== Excerpt to read ==
* * * *

Quick Answer: What This Section Does

§ 147.7 (Guideline E) evaluates whether your conduct—especially your honesty, candor, and compliance with rules—shows that you can be trusted with classified information.

👉 In practice, this is one of the most important guidelines because it affects how every other issue in your case is interpreted.

Readers looking for a deeper, strategy-focused analysis can explore how adjudicators evaluate honesty, disclosure, and personal conduct issues in real cases in the Guideline E personal conduct breakdown.


What This Means in Practice

Most applicants think their clearance case turns on:

  • what they did

  • how serious it was

  • whether it can be explained

Guideline E shifts the focus.

It asks:

👉 “Can this person be trusted to tell the truth and follow rules?”

That question can override everything else.

Because even a minor issue can become serious if it is:

  • not disclosed

  • inconsistently explained

  • or handled poorly

And even a serious issue can be mitigated if the record shows:

👉 consistent, reliable candor


How This Guideline Is Actually Used

Guideline E is not just one guideline among many.

It is:

👉 the lens through which all other issues are evaluated

Adjudicators rely on your statements to understand:

  • what happened

  • when it happened

  • why it happened

If they cannot rely on those statements:

👉 they cannot rely on the rest of the record

That is why this guideline is often the deciding factor—even when it is not the original issue.


Full Text of § 147.7

§ 147.7 Guideline E – Personal conduct.

(a) The concern. Conduct involving questionable judgment, untrustworthiness, unreliability, lack of candor, dishonesty, or unwillingness to comply with rules and regulations could indicate that the person may not properly safeguard classified information. The following will normally result in an unfavorable clearance action or administrative termination of further processing for clearance eligibility:

  1. Refusal to undergo or cooperate with required security processing, including medical and psychological testing;
  2. Refusal to complete required security forms, releases, or provide full, frank and truthful answers to lawful questions of investigators, security officials or other representatives in connection with a personnel security or trustworthiness determination.(b)

* * * *

== Given data ==
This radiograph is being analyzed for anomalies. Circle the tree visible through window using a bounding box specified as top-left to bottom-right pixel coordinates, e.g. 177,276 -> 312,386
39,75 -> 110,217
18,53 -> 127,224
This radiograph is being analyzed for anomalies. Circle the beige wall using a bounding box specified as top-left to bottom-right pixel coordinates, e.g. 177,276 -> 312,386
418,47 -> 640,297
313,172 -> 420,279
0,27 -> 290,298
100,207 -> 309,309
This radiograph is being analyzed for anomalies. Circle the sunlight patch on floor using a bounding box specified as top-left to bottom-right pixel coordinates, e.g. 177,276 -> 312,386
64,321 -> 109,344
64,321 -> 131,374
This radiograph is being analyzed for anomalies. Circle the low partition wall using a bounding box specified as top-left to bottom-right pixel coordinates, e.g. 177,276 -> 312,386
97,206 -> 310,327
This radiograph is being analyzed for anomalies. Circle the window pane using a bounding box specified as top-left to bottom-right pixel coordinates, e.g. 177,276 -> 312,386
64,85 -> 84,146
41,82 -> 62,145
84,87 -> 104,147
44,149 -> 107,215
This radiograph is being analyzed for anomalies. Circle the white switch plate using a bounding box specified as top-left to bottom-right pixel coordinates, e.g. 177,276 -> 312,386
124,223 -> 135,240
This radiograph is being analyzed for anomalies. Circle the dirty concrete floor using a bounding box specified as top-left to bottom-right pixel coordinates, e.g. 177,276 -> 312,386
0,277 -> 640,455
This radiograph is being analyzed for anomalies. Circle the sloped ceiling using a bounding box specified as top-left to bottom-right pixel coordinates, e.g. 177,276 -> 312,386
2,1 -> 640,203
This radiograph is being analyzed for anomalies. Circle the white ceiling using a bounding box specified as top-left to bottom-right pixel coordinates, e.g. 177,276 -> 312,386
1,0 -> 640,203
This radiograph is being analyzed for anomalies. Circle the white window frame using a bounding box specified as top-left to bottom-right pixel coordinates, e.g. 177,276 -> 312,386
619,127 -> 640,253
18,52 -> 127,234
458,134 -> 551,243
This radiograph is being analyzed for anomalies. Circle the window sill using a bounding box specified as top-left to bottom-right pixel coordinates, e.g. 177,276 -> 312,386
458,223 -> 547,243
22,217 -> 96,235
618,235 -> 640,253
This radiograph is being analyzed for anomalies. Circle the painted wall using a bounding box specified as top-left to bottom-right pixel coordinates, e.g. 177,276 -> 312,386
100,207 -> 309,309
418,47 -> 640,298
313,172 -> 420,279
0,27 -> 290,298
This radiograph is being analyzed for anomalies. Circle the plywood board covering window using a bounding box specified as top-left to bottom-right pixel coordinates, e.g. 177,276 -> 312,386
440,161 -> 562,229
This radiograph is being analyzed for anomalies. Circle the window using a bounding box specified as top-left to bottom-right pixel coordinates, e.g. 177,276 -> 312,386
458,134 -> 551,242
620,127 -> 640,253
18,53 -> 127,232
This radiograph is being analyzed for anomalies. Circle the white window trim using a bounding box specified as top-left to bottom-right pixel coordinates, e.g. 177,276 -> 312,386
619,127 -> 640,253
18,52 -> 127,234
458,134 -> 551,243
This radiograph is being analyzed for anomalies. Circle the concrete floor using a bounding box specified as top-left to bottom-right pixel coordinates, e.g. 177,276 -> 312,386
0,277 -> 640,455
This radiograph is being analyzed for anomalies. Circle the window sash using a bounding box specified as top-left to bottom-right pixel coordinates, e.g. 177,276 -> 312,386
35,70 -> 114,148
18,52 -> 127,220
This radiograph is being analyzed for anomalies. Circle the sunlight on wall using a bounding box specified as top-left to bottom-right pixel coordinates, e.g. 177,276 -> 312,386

* * * *

== Task goal ==
Please condense the Guideline E text above into three sentences.

== Result of the exercise ==
§ 147.7 (Guideline E) evaluates whether a person's conduct, especially honesty, candor, and compliance with rules, shows that the person can be trusted with classified information, and it serves as the lens through which all other issues in a clearance case are evaluated. Because adjudicators rely on an applicant's statements to understand what happened, a minor issue can become serious if it is not disclosed, is inconsistently explained, or is handled poorly, while a serious issue can be mitigated by consistent, reliable candor. Under the rule's text, refusing to cooperate with required security processing or to give full, frank, and truthful answers to lawful questions will normally result in an unfavorable clearance action or termination of processing.